+++ Passage choisi
Compagne et partenaire de Picasso pendant dix ans, entre 1943 et 1953, Françoise Gilot s’est éteinte le 6 juin, à l’âge de 101 ans. Un âge exemplaire pour une femme exceptionnelle.
Peintre dans le Paris de l’Occupation, elle rencontre Picasso, par l’intermédiaire de l’acteur Alain Cuny. Fâchée avec sa famille – surtout avec son père – qui n’apprécie guère son souhait de se consacrer à l’art, elle se voit privée de ressources. Mais rien n’arrête la jeune artiste talentueuse et solaire : elle donne des cours, poursuit sa formation artistique initiée en 1934, puis approfondie dans l’atelier d’Endre Rozsda, et se rend fréquemment dans l’atelier de Picasso. Après quelques mois de relation, François Gilot vient partager la vie et l’atelier du peintre, qu’elle racontera plus tard dans son livre Vivre avec Picasso, paru aux États-Unis, puis en France chez Calman-Levy en 1965.
Ils connaissent une période de bonheur dans cet après-guerre difficile, tout à la reconstruction du pays épuisé par les années d’Occupation et s’installent d’abord à Antibes, puis à Vallauris, à La Galloise. De cette union vont naître deux enfants : Claude, en 1947, puis Paloma deux ans plus tard. Françoise Gilot, qui se sent proche du groupe Réalités nouvelles, poursuit une carrière artistique personnelle qui s’annonce sous les meilleurs auspices tandis que sa relation avec Picasso se dégrade. En septembre 1953, Françoise Gilot, indépendante et femme de tête, qui revendique liberté de pensée et exige de poursuivre son propre cheminement artistique, quitte Picasso et s’installe à Paris avec ses deux enfants. Picasso en gardera une profonde rancœur, lui qui, selon les dires de sa compagne, lui avait affirmé que « personne ne quitte un homme comme lui ».
++++++
> Travail demandé
(1) Reproduisez le passage du texte sur Françoise Gilot qui commence à « Peintre dans le » et se termine à « Calman-Levy en 1965. ».
(2) Poursuivez, s'il vous plaît, le texte sur Françoise Gilot à partir de l'endroit où il s'arrête.
+++ Extraits des entrées
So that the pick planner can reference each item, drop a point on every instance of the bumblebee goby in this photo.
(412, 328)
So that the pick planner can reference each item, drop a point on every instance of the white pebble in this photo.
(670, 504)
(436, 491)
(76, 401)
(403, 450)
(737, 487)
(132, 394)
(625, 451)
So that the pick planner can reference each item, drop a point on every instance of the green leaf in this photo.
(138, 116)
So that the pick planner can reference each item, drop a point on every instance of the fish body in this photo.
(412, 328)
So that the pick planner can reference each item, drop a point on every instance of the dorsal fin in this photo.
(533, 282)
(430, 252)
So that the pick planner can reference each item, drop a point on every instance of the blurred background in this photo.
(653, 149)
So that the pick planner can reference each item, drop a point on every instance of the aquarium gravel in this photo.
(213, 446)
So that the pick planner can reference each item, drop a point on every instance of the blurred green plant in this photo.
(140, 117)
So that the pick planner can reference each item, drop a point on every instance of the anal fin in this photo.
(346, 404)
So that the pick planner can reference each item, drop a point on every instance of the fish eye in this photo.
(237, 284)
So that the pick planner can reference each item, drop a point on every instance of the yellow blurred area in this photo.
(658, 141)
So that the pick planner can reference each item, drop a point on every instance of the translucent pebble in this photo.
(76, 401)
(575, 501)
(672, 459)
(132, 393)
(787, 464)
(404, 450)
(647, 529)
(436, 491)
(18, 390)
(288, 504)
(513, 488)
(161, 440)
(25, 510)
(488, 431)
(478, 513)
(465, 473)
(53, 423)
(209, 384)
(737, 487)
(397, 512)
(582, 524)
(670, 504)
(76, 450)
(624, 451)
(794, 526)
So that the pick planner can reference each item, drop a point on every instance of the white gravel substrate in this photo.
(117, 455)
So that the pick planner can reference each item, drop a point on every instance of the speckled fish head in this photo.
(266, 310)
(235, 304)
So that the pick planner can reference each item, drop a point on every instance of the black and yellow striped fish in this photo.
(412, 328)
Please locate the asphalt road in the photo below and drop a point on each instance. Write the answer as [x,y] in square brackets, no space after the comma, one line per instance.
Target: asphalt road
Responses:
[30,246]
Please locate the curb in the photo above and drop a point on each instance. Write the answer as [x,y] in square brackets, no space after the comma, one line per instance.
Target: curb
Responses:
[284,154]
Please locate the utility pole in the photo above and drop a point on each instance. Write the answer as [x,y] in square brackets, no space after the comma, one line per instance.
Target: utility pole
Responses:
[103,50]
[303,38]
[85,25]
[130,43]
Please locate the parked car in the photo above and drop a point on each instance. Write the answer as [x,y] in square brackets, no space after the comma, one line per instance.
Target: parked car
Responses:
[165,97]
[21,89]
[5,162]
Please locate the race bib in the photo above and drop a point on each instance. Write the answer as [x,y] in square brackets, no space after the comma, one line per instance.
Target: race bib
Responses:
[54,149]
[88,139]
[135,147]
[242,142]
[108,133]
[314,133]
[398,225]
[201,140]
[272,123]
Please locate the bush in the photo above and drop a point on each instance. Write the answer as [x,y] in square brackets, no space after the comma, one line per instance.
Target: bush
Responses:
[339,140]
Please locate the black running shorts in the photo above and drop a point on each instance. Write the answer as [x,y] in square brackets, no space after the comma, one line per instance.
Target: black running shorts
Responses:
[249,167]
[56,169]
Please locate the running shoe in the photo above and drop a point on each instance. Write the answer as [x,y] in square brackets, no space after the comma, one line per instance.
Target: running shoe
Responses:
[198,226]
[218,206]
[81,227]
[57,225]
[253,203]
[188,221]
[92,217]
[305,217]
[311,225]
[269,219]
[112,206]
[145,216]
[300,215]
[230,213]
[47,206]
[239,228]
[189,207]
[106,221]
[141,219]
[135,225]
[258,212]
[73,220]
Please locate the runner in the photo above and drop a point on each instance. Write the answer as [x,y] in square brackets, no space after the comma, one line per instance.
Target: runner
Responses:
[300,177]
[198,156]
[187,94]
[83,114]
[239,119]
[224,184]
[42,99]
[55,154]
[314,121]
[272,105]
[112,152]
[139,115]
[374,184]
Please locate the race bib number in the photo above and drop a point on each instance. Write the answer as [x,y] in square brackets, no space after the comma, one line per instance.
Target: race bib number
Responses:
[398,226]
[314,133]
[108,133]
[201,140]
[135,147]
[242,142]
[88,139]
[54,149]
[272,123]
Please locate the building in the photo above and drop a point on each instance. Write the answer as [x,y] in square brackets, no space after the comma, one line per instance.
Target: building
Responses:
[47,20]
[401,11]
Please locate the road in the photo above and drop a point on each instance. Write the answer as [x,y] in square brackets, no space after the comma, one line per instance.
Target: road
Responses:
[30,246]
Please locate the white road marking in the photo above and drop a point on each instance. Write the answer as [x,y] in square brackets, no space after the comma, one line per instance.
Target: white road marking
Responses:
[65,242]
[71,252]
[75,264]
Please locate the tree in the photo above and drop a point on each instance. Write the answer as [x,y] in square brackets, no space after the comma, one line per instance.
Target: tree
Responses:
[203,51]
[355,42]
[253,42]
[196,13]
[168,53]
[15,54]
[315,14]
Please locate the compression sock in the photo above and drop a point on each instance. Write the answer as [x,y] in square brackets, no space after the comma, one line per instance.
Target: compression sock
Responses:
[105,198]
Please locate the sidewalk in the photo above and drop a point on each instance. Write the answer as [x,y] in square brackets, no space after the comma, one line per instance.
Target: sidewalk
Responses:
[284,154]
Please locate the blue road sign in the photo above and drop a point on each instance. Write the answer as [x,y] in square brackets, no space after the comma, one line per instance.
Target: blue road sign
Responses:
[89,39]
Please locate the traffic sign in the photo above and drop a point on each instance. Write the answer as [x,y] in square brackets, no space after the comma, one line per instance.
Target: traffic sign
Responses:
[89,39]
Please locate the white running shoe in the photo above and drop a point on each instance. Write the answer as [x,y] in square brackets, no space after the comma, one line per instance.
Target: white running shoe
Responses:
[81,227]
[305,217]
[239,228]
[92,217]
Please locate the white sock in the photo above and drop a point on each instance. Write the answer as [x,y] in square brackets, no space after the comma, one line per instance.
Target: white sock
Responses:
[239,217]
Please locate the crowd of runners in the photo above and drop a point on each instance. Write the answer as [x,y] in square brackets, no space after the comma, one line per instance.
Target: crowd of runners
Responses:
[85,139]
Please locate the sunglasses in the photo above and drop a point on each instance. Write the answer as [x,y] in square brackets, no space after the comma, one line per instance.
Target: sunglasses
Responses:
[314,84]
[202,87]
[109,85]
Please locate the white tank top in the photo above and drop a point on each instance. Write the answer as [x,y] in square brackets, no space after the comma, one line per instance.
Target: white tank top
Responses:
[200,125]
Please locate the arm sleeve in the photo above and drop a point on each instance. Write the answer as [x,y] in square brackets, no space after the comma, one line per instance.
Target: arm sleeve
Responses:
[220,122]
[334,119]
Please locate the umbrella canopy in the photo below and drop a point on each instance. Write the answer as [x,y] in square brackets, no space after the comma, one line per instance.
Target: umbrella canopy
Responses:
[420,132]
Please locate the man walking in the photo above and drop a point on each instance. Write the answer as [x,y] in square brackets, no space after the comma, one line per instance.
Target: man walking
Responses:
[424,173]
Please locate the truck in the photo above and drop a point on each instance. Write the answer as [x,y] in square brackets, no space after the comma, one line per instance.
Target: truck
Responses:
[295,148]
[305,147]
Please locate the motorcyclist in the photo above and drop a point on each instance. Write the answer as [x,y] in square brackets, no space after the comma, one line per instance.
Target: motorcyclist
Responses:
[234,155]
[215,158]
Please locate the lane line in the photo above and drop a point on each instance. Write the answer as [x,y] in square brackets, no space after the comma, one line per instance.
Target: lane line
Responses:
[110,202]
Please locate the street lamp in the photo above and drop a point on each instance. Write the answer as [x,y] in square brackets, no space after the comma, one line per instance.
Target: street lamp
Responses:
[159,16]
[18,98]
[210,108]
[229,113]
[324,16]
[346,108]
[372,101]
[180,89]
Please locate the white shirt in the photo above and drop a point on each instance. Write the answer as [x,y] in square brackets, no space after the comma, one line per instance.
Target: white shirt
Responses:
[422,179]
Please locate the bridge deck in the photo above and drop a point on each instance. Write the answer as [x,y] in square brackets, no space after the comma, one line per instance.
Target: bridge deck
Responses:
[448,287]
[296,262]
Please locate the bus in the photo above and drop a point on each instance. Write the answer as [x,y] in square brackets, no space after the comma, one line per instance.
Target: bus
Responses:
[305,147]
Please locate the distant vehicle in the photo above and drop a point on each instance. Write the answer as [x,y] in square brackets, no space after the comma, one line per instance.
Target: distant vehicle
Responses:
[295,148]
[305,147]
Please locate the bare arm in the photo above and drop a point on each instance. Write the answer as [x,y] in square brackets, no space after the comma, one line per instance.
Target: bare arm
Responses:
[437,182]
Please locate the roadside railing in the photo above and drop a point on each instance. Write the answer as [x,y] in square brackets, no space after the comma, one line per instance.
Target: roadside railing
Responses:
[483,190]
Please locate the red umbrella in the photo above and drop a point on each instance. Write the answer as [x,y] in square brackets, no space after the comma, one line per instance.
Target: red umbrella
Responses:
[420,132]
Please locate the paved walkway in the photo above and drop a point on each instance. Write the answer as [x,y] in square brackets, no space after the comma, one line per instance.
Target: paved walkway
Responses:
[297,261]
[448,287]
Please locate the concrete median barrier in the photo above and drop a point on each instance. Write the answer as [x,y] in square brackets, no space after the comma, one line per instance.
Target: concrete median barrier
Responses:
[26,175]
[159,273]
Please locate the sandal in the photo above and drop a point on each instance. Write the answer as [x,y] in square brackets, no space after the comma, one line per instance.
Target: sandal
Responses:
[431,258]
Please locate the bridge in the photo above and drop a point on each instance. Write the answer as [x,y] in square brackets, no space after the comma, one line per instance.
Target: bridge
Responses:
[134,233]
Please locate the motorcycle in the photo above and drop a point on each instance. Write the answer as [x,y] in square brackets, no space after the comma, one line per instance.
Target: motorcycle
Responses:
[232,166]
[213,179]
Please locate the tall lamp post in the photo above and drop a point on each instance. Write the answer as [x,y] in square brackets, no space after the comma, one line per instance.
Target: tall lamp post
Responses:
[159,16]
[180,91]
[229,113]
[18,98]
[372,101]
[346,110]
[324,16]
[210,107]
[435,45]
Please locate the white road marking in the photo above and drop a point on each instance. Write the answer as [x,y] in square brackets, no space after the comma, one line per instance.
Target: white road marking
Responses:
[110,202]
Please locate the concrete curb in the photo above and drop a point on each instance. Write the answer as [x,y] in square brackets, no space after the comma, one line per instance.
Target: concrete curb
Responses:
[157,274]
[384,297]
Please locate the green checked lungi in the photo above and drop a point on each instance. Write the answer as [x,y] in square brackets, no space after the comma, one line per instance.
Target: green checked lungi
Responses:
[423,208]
++++++
> Réponses attendues
(1)
Peintre dans le Paris de l’Occupation, elle rencontre Picasso, par l’intermédiaire de l’acteur Alain Cuny. Fâchée avec sa famille – surtout avec son père – qui n’apprécie guère son souhait de se consacrer à l’art, elle se voit privée de ressources. Mais rien n’arrête la jeune artiste talentueuse et solaire : elle donne des cours, poursuit sa formation artistique initiée en 1934, puis approfondie dans l’atelier d’Endre Rozsda, et se rend fréquemment dans l’atelier de Picasso. Après quelques mois de relation, François Gilot vient partager la vie et l’atelier du peintre, qu’elle racontera plus tard dans son livre Vivre avec Picasso, paru aux États-Unis, puis en France chez Calman-Levy en 1965.

(2)
Françoise Gilot reprit la peinture, en optant pour un minimalisme à l’opposé du style de Picasso, puis, à partir de 1951, « en y mettant de plus en plus de couleurs », ce qu’elle explique quand elle évoque ses souvenirs. Elle poursuit sa quête personnelle : « Je ne peins pas ce que je regarde mais ce qui me regarde », s’installe aux États-Unis au début des années 1970, voyage beaucoup et écrit. En 1975, elle publie Le Regard et son masque (chez Calman-Levy, de nouveau), dans lequel elle évoque sa conception du peintre et de la peinture. On lui doit également Matisse et Picasso, une amitié, paru chez Robert Laffont en 1991.
Françoise Gilot, rebelle et féministe avant l’heure, fut mise en lumière à la fin de sa vie, tant pour son engagement de femme que pour sa soif de liberté. Un hommage mérité pour cette artiste majeure qui conseillait d’être, dans la vie, « tout simplement soi-même ».